[START RECORDS PROVIDED]

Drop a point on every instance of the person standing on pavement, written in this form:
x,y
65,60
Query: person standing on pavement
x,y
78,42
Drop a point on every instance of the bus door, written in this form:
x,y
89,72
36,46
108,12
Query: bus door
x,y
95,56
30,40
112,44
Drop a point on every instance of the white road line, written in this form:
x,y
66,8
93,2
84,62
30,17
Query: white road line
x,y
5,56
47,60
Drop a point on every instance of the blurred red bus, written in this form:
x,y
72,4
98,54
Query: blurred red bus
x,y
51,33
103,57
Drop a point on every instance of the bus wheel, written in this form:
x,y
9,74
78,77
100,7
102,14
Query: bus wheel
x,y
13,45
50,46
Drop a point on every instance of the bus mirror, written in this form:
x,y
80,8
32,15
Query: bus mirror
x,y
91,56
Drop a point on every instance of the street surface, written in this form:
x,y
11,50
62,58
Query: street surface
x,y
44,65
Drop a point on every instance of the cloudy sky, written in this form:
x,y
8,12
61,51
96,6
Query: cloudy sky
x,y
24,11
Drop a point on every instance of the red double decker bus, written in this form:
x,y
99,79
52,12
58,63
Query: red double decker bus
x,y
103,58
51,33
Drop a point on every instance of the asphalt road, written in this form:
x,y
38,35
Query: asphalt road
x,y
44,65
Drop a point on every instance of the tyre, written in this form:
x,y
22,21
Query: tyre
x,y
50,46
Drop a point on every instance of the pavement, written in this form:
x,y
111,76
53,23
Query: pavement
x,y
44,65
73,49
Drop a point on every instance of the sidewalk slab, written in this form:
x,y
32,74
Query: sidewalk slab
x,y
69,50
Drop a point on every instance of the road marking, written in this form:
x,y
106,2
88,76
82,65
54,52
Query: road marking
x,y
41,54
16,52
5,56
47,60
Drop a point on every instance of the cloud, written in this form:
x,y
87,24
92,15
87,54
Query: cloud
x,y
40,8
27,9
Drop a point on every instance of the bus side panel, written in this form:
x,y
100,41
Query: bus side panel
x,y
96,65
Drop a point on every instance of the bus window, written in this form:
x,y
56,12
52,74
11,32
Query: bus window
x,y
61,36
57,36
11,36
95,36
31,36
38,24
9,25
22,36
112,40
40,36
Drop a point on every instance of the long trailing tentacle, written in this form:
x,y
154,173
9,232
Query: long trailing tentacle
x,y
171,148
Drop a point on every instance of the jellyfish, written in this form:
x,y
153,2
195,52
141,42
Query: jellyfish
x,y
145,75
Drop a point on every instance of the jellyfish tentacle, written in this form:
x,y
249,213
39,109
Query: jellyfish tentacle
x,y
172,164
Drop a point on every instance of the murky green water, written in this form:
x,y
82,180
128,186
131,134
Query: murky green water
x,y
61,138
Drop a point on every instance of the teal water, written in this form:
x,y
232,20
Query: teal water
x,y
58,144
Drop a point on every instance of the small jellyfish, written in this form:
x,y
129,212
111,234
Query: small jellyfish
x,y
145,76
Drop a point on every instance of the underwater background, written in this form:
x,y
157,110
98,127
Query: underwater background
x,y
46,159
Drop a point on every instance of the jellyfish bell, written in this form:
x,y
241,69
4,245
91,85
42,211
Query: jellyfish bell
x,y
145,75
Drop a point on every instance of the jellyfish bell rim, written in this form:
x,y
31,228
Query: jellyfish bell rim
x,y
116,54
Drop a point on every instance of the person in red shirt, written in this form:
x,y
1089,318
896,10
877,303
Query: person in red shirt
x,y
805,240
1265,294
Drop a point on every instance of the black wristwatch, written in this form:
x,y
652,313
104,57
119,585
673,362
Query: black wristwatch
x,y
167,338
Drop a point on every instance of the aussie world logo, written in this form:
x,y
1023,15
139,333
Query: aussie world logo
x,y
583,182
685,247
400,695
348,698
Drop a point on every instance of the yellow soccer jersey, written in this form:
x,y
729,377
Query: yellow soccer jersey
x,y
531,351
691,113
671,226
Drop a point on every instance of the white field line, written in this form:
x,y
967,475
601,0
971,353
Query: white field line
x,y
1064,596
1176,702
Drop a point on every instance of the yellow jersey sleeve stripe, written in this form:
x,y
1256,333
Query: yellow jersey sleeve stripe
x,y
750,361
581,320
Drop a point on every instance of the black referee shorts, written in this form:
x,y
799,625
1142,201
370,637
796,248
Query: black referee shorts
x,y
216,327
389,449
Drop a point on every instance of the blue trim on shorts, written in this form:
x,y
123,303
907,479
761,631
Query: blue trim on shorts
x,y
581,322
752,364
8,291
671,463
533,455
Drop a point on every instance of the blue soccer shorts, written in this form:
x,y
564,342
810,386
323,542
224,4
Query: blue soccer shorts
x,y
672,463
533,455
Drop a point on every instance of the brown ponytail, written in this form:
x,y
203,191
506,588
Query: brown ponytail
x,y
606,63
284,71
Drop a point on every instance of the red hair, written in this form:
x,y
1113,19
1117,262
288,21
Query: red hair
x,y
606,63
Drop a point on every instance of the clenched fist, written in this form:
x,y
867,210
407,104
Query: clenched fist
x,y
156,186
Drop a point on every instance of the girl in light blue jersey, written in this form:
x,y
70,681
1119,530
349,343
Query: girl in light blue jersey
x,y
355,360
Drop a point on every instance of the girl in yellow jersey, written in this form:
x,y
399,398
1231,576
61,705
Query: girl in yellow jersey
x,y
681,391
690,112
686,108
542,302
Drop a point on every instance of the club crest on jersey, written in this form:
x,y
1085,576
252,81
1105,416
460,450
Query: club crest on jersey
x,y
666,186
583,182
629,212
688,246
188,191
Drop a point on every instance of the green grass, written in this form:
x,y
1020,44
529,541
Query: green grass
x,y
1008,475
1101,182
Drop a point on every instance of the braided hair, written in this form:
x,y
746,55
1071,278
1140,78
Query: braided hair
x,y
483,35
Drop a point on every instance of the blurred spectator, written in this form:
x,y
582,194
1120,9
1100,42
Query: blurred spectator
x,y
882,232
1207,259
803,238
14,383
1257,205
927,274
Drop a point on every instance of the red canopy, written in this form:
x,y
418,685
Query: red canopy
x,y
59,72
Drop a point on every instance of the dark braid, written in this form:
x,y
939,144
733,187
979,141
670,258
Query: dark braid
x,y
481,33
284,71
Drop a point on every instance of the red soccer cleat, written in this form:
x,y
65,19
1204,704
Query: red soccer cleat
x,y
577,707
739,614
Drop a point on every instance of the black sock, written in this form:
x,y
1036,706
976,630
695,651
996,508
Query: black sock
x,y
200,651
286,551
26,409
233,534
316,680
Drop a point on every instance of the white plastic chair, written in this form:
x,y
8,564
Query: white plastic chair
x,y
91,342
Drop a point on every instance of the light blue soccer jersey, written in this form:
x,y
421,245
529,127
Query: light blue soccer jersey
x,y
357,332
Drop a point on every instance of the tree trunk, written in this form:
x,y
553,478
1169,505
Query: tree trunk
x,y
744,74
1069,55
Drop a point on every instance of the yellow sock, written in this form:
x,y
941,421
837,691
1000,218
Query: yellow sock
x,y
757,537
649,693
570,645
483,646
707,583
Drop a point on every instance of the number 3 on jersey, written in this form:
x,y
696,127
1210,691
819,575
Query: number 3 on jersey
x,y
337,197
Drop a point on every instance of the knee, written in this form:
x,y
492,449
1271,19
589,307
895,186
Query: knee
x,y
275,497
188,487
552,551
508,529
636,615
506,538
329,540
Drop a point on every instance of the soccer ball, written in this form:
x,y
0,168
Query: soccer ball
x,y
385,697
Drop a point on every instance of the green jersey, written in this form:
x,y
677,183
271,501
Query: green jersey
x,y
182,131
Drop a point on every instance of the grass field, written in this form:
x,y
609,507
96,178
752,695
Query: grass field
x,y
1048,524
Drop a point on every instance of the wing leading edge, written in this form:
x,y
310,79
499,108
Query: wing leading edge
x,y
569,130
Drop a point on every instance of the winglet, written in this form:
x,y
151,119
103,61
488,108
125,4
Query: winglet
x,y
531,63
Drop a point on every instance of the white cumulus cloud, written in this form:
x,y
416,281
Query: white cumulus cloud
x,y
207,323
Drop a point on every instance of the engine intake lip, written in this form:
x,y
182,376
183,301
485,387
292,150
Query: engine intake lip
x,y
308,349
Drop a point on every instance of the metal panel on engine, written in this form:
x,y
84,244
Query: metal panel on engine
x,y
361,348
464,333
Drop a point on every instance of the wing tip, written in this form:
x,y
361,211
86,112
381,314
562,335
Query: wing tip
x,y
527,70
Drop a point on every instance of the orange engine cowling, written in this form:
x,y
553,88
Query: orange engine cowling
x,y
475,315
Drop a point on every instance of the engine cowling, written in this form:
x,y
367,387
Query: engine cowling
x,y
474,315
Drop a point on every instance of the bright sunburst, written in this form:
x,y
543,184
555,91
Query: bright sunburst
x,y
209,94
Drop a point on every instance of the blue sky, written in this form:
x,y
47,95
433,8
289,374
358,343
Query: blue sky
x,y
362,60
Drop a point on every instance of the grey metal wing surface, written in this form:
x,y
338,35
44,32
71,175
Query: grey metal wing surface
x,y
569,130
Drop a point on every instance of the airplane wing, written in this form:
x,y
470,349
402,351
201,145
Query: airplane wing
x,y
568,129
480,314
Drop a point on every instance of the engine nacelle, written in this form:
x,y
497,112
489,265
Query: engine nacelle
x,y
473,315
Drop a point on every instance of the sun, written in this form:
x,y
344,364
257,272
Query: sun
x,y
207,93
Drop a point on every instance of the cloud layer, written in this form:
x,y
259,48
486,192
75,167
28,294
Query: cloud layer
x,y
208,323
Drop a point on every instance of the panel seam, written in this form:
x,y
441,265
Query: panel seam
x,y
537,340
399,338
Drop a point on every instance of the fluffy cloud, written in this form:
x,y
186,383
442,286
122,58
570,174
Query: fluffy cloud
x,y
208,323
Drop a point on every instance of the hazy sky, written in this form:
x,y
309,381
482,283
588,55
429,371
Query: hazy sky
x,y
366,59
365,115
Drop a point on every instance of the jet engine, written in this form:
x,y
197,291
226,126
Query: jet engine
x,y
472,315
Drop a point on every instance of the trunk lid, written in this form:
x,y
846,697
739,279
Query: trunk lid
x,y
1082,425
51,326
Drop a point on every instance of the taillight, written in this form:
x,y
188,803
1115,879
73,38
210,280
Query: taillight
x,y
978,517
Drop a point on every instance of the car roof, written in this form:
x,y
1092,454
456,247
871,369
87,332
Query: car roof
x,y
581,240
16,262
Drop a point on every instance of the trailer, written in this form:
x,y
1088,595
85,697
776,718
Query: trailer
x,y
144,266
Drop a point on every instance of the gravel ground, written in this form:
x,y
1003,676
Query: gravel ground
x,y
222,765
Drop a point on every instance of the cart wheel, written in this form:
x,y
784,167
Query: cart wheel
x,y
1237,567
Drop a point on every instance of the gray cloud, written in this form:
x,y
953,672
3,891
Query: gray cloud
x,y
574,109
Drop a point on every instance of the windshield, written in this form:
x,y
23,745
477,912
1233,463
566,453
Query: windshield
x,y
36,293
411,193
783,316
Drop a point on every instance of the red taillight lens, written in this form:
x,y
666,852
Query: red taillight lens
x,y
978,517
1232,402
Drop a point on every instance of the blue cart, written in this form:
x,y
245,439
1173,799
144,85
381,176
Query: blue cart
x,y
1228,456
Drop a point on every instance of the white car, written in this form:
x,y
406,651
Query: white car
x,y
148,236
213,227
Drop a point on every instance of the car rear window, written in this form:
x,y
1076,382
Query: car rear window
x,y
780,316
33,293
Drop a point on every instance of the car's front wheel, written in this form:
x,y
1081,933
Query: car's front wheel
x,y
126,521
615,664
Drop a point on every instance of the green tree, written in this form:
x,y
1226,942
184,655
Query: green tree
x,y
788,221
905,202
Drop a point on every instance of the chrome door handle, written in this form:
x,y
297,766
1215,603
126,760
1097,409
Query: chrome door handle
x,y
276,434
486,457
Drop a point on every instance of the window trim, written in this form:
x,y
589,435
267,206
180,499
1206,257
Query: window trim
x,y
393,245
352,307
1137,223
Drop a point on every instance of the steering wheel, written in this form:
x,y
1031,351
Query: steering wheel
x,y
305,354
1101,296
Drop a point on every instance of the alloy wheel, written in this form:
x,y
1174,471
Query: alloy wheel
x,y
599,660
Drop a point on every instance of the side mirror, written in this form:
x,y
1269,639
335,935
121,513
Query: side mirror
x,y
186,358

[END RECORDS PROVIDED]

Through the last line of the entries above, beginning at the line containing "Drop a point on every instance of the trailer, written", transcribe each line exactly, both ends included and nothing more.

- RESPONSE FOR THIS EXERCISE
Drop a point on every instance of the trailer, written in this form:
x,y
1088,595
85,697
776,718
Query: trailer
x,y
144,266
Drop a point on every instance of the gravel ground, written in this form:
x,y
1003,676
Query: gravel ground
x,y
222,765
Drop a point on every instance of the cart wheel, written in this form:
x,y
784,167
Query: cart wheel
x,y
1237,567
Drop a point on every instance of the gray cloud, written in this form:
x,y
953,672
3,891
Query: gray cloud
x,y
574,109
Drop a point on every instance of the windshield, written in this form:
x,y
23,745
477,912
1233,463
566,453
Query: windshield
x,y
36,293
411,193
783,316
Drop a point on every instance of the red taillight lens, written in this form:
x,y
666,852
Query: red taillight lens
x,y
978,517
1232,402
Drop a point on every instance of the blue cart, written in this form:
x,y
245,439
1173,799
144,85
381,176
Query: blue cart
x,y
1228,456
Drop a point on every instance of the white car, written in this form:
x,y
406,651
Query: white car
x,y
148,236
213,227
Drop a point on every instance of the car rear window, written in this form:
x,y
1076,382
Query: car rear window
x,y
780,316
33,293
Drop a point on every instance of the car's front wheel, written in this form:
x,y
1081,933
Query: car's front wheel
x,y
126,521
615,664
Drop a point on every instance of the green tree, written in this form:
x,y
1226,942
184,655
Query: green tree
x,y
788,221
905,202
Drop a point on every instance of the chrome door handle, written in this form:
x,y
297,766
1215,603
126,760
1097,409
Query: chrome door handle
x,y
276,434
486,457
Drop a point on every instance of the window trim, written in this form:
x,y
589,435
267,206
180,499
1206,257
Query: window trim
x,y
393,245
352,307
1137,223
Drop a point on every instance of the steering wheel, written in this form:
x,y
1031,351
Query: steering wheel
x,y
305,354
1101,296
Drop a point on every instance of the alloy wheel, written in this form:
x,y
1174,471
Query: alloy wheel
x,y
599,660
Drop a point on every instance of the side mirror, written in this form:
x,y
1269,639
335,935
121,513
Query: side mirror
x,y
186,358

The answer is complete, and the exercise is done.